◆ SOURCE EXTRACT
Government wants facial recognition legislation passed before end of 2019

Seeks to revive ‘The Capability’

The government says it will seek to have two key pieces of enabling legislation for a national facial identification and verification system introduced into parliament and passed before the end of the year.

The Identity-Matching Services Bill and the Australian Passports Amendment (Identity-matching Services) Bill were originally introduced in the House of Representatives in early 2018. The bills were referred to a number of parliamentary committees, including the Parliamentary Joint Committee on Intelligence and Security (PJCIS), for inquiry, and lapsed when parliament was dissolved ahead of the May 2019 election.

The Identity-Matching Services Bill will “authorise the Department of Home Affairs to collect, use and disclose identification information to provide identity matching services that employ facial biometric matching, when used for the purposes of fraud prevention, law enforcement, national security and related purposes,” states a document listing legislation the government proposes to introduce during the winter/spring sittings of parliament.

The bills are part of establishing a federated system that would deliver access to selected image databases held by federal, state and territory governments. The basis for the system was laid by Australian governments in October 2017 signing an agreement on establishing Identity Matching Services (IMS).

◆ SUPPLIED MATERIAL
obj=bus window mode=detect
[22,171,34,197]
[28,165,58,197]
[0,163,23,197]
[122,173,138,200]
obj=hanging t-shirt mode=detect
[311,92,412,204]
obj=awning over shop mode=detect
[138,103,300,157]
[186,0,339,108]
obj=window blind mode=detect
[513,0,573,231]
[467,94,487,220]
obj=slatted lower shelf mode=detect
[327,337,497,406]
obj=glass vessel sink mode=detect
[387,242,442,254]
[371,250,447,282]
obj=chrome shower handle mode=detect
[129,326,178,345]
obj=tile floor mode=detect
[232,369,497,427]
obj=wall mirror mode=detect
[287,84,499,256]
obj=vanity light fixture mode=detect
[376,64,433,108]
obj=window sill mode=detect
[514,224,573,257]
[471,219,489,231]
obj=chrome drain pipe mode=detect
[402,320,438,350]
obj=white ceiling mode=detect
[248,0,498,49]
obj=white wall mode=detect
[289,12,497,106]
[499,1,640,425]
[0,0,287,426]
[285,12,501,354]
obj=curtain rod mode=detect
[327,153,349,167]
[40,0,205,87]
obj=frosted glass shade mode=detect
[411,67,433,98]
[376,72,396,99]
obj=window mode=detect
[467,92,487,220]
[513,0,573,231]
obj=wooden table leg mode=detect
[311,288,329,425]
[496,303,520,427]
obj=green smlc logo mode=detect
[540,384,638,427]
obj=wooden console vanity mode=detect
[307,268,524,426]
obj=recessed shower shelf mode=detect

--

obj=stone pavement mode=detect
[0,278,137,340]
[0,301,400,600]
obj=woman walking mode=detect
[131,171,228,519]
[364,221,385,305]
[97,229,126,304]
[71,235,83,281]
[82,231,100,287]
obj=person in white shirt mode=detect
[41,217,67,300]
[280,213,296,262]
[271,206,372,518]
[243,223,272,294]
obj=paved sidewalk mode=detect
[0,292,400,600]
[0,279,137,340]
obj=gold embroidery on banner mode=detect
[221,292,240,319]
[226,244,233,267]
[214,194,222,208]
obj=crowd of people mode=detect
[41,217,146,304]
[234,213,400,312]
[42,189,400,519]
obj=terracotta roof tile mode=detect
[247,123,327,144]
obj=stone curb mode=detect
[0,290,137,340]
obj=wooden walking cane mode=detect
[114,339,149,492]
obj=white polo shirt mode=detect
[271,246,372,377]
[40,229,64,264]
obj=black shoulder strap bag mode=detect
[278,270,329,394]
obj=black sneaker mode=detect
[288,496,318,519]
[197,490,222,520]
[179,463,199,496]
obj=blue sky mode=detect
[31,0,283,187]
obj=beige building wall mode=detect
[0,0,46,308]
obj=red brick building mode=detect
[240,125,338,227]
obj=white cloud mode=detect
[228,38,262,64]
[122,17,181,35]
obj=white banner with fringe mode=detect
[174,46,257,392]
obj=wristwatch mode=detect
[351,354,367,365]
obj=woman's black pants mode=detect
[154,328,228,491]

◆ DIRECTIVES
1. According to the facial recognition article, when were the two bills first introduced in the House of Representatives?
2. In the facial recognition article, which levels of government hold the image databases that the federated system would give access to? List them all.
3. Resume the article on facial recognition legislation from where it stops.
You can leave the records aside.

◆ OUTPUTS IN ORDER
1. In early 2018.

2.
- Federal
- State
- Territory

3.
The proposed system — dubbed ‘The Capability’ — would operate on a hub-and-spoke model, with the Department of Home Affairs operating the ‘hub’. The proposed system wouldn’t see the centralisation of existing databases (such as passport images and drivers’ licences). Instead, a query could be routed to the databases maintained by different jurisdictions.

If the bills the government introduces are identical to those that lapsed at the previous parliament’s dissolution, then the system will offer five key services. One would be based on the current Facial Verification Service, which enables an authorised government agency or business to confirm that the image on a photo ID matches that image on file.

A powerful Face Identification Service (FIS) will allow police and intelligence organisations to conduct a search for the identity of an individual based on an image. Other proposed services are the One Person One Licence Service (OPOLS), a biometrics quality assurance tool called the Facial Recognition Analysis Utility Service (FRAUS), and the Identity Data Sharing Service (IDSS), which will facilitate sharing of biometric data between state, territory and federal government agencies.

Home Affairs has previously rejected calls for use of the FIS to require a warrant.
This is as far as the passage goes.